> Document passage:
Biopharmaceutical product development is a highly speculative undertaking and involves a substantial degree of risk. We are a clinical-stage biopharmaceutical company with a limited operating history upon which you can evaluate our business and prospects. We currently have no products approved for commercial sale, have not generated any revenue from the sale of products and have incurred losses in each year since our inception in 2017. In addition, we have limited experience as a company and have not yet demonstrated an ability to successfully overcome many of the risks and uncertainties frequently encountered by companies in new and rapidly evolving fields, particularly in the biopharmaceutical industry. 

On August 8, 2024, we announced topline results from the Phase 2 part of the EBO-301 Phase 2/3 study evaluating epetraborole on top of optimized background regimen (“OBR”) in treatment-refractory MAC lung disease. The Phase 2 part of the study met its primary objective of demonstrating the potential validation of a novel patient-reported outcome (PRO) tool and a higher PRO-based clinical response rate in the epetraborole + OBR arm (39.5%) vs. placebo + OBR (25.0%; treatment difference 13.9%, p=0.19). Sputum culture conversion at Month 6, a key secondary endpoint, was similar between treatment arms (13.2% in epetraborole + OBR vs. 10.0% placebo + OBR; treatment difference 3.4%, p=0.64). Epetraborole was generally well tolerated in the trial.

> Data excerpts:
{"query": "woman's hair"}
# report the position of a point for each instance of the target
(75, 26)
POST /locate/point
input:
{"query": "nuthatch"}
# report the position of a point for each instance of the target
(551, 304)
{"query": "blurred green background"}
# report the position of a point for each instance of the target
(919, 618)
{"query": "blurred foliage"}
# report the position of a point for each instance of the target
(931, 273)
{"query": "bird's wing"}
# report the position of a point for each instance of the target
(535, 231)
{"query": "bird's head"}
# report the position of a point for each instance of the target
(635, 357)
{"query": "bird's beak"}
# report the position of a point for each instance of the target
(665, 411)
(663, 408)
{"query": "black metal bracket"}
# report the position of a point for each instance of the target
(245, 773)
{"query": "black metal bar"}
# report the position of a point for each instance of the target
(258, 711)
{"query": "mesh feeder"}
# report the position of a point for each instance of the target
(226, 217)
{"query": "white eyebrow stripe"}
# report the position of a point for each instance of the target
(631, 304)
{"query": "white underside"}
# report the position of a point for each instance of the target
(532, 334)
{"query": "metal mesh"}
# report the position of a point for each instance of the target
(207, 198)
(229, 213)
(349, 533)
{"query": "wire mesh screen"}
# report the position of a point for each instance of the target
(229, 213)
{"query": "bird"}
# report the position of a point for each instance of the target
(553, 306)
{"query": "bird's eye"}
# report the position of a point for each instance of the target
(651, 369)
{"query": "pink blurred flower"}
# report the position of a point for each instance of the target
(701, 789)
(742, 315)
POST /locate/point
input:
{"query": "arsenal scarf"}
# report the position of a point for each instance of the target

---

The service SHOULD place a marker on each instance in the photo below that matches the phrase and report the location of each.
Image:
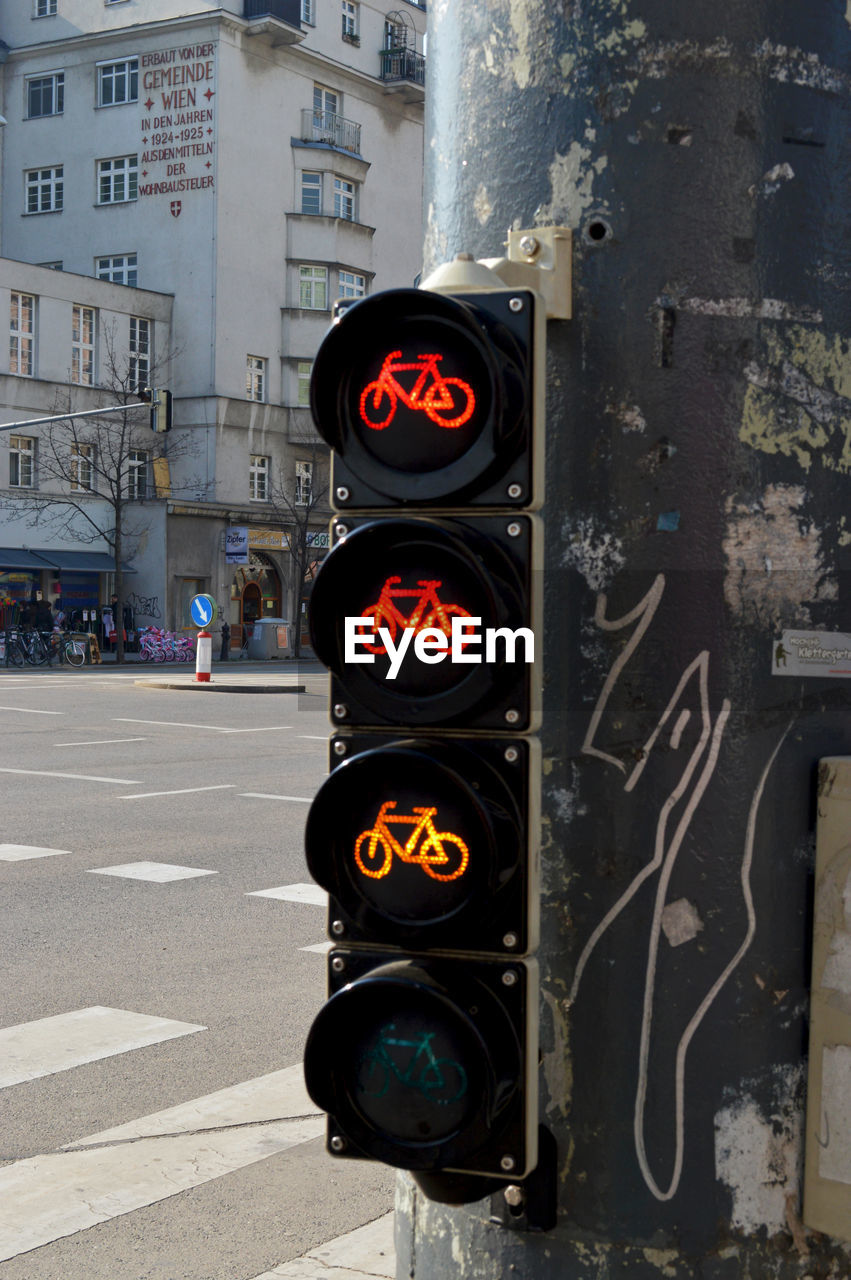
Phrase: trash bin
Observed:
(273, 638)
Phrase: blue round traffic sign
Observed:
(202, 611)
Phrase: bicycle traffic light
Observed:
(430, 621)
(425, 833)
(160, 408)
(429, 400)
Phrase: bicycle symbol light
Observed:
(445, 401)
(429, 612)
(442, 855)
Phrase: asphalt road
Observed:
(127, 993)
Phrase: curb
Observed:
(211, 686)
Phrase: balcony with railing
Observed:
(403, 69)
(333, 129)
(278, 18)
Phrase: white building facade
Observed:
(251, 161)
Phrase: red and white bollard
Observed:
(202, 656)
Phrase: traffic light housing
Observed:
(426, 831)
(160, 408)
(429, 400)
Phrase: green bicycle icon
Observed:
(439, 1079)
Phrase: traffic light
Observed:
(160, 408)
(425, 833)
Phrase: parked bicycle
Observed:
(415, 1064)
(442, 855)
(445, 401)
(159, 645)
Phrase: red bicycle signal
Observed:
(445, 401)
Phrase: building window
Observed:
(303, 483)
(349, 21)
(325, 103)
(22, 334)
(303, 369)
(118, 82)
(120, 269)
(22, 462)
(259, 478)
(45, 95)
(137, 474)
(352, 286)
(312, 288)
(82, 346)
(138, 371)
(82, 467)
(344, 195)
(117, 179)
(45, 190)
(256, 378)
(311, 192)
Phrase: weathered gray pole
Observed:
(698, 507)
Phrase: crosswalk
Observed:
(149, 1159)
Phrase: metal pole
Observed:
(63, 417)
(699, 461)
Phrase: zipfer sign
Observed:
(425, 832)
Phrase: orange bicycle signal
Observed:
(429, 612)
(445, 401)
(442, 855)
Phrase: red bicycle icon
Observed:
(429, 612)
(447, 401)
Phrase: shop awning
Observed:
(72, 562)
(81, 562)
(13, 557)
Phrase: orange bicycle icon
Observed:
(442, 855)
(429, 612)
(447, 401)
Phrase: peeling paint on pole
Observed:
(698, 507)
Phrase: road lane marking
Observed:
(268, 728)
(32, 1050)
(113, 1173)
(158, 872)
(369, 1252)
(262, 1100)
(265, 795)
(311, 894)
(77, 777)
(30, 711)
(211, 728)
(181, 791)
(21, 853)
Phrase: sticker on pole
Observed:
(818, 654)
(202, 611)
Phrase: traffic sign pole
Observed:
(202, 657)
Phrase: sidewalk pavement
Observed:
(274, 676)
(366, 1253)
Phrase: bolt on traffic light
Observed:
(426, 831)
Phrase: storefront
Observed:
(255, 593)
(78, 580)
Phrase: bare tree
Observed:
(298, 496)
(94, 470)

> Brief A:
Rewrite the passage on the biopharmaceutical company, starting at the words "On August 8, 2024, we" and stopping after "in the trial.". Replace "placebo" with "vehicle" throughout that span.
> Brief B:
Answer these questions from the passage on the biopharmaceutical company.
(i) In what year did the company's inception take place?
(ii) On what date did the company announce topline results from the Phase 2 part of the EBO-301 study?
(iii) What PRO-based clinical response rate was reported for the epetraborole + OBR arm?
> Brief C:
Decide whether each statement agrees with the passage on the biopharmaceutical company. Answer yes or no, and quote the words that settle it.
(i) The company has generated revenue from the sale of products.
(ii) Sputum culture conversion at Month 6 was a key secondary endpoint of the study.
(iii) Epetraborole was poorly tolerated in the trial.

> Answer area A:
On August 8, 2024, we announced topline results from the Phase 2 part of the EBO-301 Phase 2/3 study evaluating epetraborole on top of optimized background regimen (“OBR”) in treatment-refractory MAC lung disease. The Phase 2 part of the study met its primary objective of demonstrating the potential validation of a novel patient-reported outcome (PRO) tool and a higher PRO-based clinical response rate in the epetraborole + OBR arm (39.5%) vs. vehicle + OBR (25.0%; treatment difference 13.9%, p=0.19). Sputum culture conversion at Month 6, a key secondary endpoint, was similar between treatment arms (13.2% in epetraborole + OBR vs. 10.0% vehicle + OBR; treatment difference 3.4%, p=0.64). Epetraborole was generally well tolerated in the trial.

> Answer area B:
(i) 2017
(ii) August 8, 2024
(iii) 39.5%

> Answer area C:
(i) No: "have not generated any revenue from the sale of products"
(ii) Yes: "Sputum culture conversion at Month 6, a key secondary endpoint"
(iii) No: "Epetraborole was generally well tolerated in the trial."